• [Text shown]
■ ■ ■ ■ ■ ■ ■
These tools for processing human language are commonly referred to as linguistic tools. Apart from the examples mentioned above, there are also other types of linguistic tools that perhaps are not so well-known, but on which most of the other applications of Computational Linguistics are built. These other types of linguistic tools comprise POS taggers, natural language parsers and semantic taggers, amongst others. All of them can be termed linguistic annotation tools.
Linguistic annotation tools are important assets. In fact, POS and semantic taggers (and, to a lesser extent, also natural language parsers) have become critical resources for the computer applications that process natural language. Hence, any computer application that has to analyse a text automatically and ‘intelligently’ will include at least a module for POS tagging. The more an application needs to ‘understand’ the meaning of the text it processes, the more linguistic tools and/or modules it will incorporate and integrate.
However, linguistic annotation tools have still some limitations, which can be summarised as follows:
1. Normally, they perform annotations only at a certain linguistic level (that is, Morphology, Syntax, Semantics, etc.).
2. They usually introduce a certain rate of errors and ambiguities when tagging. This error rate ranges from 10 percent up to 50 percent of the units annotated for unrestricted, general texts.
3. Their annotations are most frequently formulated in terms of an annotation schema designed and implemented ad hoc.
A priori, it seems that the interoperation and the integration of several linguistic tools into an appropriate software architecture could most likely solve the limitations stated in (1). Besides, integrating several linguistic annotation tools and making them interoperate could also minimise the limitation stated in (2). Nevertheless, in the latter case, all these tools should produce annotations for a common level, which would have to be combined in order to correct their corresponding errors and inaccuracies. Yet, the limitation stated in (3) prevents both types of integration and interoperation from being easily achieved.
In addition, most high-level annotation tools rely on other lower-level annotation tools and their outputs to generate their own ones. For example, sense-tagging tools (operating at the semantic level) often use POS taggers (operating at a lower level, i.e., the morphosyntactic) to identify the grammatical category of the word or lexical unit they are annotating. Accordingly, if a faulty or inaccurate low-level annotation tool is to be used by other higher-level one in its process, the errors and inaccuracies of the former should be minimised in advance. Otherwise, these errors and inaccuracies would be transferred to (and even magnified in) the annotations of the high-level annotation tool.
■ ■ ■ ■ ■ ■ ■
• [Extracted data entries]
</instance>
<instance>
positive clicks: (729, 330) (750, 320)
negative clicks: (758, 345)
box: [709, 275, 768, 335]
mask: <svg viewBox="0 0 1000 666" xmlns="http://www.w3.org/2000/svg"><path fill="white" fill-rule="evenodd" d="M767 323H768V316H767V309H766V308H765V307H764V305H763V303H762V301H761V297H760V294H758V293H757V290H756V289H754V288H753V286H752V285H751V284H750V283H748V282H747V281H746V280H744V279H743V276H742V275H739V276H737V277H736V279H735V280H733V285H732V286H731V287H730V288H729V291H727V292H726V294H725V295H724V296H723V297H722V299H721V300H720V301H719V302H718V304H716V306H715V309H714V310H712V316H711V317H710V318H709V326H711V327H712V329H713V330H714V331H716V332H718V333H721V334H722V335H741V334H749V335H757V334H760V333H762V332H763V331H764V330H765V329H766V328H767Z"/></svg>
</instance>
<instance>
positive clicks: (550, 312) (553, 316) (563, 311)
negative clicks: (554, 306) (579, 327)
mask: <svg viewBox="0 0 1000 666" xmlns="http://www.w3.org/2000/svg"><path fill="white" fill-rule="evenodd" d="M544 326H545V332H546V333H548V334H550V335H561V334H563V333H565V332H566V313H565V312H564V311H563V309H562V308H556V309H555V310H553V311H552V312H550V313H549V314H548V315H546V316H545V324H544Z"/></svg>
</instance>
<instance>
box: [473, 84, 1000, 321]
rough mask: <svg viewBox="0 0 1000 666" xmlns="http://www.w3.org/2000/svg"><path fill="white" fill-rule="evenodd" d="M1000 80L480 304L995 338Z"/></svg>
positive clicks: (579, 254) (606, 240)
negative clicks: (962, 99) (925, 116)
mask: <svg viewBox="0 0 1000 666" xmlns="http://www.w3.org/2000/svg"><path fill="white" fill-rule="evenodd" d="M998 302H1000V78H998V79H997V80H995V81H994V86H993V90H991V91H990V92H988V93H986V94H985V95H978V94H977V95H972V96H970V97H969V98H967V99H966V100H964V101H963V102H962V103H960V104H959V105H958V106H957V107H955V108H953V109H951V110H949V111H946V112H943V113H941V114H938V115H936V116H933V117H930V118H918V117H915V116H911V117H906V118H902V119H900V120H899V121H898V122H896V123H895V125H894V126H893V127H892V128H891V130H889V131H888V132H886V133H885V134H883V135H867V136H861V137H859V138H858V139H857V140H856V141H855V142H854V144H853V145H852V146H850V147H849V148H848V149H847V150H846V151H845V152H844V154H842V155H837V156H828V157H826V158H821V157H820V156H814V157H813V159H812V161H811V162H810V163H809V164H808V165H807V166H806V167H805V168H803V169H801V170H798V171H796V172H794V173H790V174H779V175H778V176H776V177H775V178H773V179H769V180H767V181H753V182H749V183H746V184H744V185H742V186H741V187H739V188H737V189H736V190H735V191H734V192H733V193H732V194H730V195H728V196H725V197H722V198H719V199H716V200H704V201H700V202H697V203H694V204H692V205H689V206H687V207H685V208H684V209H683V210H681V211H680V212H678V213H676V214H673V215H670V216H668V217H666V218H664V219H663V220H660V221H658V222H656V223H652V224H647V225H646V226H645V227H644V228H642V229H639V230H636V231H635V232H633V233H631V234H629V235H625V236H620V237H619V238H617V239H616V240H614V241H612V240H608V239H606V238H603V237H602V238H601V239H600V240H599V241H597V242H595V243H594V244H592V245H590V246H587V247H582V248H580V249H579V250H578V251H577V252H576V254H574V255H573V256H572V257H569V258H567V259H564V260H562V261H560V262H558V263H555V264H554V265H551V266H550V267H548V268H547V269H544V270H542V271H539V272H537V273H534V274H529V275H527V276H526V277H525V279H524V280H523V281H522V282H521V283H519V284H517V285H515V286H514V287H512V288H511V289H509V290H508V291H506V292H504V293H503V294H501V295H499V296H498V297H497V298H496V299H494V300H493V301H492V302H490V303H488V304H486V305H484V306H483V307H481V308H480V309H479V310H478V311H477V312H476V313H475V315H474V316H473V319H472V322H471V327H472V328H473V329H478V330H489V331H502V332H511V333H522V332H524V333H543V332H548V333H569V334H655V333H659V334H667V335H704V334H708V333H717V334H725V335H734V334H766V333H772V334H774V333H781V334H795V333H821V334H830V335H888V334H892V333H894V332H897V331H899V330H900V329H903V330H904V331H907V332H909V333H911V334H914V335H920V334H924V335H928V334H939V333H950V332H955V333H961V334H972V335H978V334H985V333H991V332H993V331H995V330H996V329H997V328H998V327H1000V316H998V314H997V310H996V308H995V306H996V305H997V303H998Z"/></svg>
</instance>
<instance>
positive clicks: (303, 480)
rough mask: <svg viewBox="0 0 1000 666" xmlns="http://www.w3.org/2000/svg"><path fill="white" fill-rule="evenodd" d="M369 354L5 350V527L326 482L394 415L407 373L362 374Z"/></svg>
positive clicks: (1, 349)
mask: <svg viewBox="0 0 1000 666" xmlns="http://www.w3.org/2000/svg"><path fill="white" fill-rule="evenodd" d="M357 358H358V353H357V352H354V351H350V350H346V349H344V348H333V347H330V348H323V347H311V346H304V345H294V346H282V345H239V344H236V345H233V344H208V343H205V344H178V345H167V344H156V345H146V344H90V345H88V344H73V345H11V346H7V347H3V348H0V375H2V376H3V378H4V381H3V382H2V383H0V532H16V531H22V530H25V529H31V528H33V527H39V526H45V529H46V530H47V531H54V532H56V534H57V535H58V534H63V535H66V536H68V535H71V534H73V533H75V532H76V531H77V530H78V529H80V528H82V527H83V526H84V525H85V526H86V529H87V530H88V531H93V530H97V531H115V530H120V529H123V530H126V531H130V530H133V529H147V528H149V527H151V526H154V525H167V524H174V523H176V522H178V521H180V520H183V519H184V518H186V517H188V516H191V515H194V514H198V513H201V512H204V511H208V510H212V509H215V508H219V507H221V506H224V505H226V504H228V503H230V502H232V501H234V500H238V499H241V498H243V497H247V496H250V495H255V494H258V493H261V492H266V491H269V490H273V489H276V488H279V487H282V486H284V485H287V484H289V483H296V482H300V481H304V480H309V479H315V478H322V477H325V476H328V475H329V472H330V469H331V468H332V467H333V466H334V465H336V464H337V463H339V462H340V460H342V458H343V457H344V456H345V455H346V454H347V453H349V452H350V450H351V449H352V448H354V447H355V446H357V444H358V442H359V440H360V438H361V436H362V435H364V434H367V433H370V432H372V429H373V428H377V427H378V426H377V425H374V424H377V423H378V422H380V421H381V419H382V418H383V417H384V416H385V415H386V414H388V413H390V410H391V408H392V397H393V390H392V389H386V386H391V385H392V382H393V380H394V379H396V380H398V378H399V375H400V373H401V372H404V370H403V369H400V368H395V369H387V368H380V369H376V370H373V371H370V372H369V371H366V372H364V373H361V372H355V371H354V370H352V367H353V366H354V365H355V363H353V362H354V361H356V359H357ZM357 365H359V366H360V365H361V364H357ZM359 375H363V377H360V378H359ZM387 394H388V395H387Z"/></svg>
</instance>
■ ■ ■ ■ ■ ■ ■
• [Required work]
A. From the passage on linguistic annotation tools, reproduce everything from "Linguistic annotation tools are" down to "Syntax, Semantics, etc.).".
B. Which linguistic levels are named in the first numbered limitation of the passage on linguistic annotation tools?
C. Go on with the passage on linguistic annotation tools from its last sentence.

• [Results for each task]
A.
Linguistic annotation tools are important assets. In fact, POS and semantic taggers (and, to a lesser extent, also natural language parsers) have become critical resources for the computer applications that process natural language. Hence, any computer application that has to analyse a text automatically and ‘intelligently’ will include at least a module for POS tagging. The more an application needs to ‘understand’ the meaning of the text it processes, the more linguistic tools and/or modules it will incorporate and integrate.
However, linguistic annotation tools have still some limitations, which can be summarised as follows:
1. Normally, they perform annotations only at a certain linguistic level (that is, Morphology, Syntax, Semantics, etc.).

B. Morphology, Syntax, Semantics

C.
Therefore, it would be quite useful to find a way to
(i) correct or, at least, reduce the errors and the inaccuracies of lower-level linguistic tools;
(ii) unify the annotation schemas of different linguistic annotation tools or, more generally speaking, make these tools (as well as their annotations) interoperate.
Clearly, solving (i) and (ii) should ease the automatic annotation of web pages by means of linguistic tools, and their transformation into Semantic Web pages (Berners-Lee, Hendler and Lassila, 2001). Yet, as stated above, (ii) is a type of interoperability problem. There again, ontologies (Gruber, 1993; Borst, 1997) have been successfully applied thus far to solve several interoperability problems. Hence, ontologies should help solve also the problems and limitations of linguistic annotation tools aforementioned.
Thus, to summarise, the main aim of the present work was to combine somehow these separated approaches, mechanisms and tools for annotation from Linguistics and Ontological Engineering (and the Semantic Web) in a sort of hybrid (linguistic and ontological) annotation model, suitable for both areas. This hybrid (semantic) annotation model should (a) benefit from the advances, models, techniques, mechanisms and tools of these two areas; (b) minimise (and even solve, when possible) some of the problems found in each of them; and (c) be suitable for the Semantic Web. The concrete goals that helped attain this aim are presented in the following section.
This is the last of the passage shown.